▶ TASK ITEM:
Look through the entries that follow and return each line that has the string "white".

▶ DATA FOR ANALYSIS:
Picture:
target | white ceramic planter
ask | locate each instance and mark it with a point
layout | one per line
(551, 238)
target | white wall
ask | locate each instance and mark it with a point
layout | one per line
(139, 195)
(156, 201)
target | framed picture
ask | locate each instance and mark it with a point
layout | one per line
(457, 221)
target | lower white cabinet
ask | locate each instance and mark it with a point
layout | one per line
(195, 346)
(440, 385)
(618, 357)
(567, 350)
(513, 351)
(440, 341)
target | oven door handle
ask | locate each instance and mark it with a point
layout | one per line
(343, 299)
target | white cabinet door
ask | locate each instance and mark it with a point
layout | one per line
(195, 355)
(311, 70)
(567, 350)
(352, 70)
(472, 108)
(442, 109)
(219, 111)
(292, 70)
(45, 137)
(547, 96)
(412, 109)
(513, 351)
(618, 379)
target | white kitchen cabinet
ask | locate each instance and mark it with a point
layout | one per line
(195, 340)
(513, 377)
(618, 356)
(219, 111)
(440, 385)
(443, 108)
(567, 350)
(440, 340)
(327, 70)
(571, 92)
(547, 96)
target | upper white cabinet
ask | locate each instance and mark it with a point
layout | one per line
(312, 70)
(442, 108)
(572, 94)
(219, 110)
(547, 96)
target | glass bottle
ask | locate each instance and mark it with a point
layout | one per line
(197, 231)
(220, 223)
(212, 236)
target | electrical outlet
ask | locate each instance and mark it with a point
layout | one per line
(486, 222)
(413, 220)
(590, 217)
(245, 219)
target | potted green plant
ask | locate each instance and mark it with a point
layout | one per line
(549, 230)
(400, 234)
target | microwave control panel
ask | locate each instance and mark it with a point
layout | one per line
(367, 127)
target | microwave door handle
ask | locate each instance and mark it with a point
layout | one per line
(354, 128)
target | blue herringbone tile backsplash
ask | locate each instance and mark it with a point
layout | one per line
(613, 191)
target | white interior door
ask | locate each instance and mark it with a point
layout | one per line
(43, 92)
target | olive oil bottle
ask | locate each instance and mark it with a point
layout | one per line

▶ RESPONSE:
target | white ceramic planter
target | white wall
target | lower white cabinet
target | white cabinet door
target | white kitchen cabinet
target | upper white cabinet
target | white interior door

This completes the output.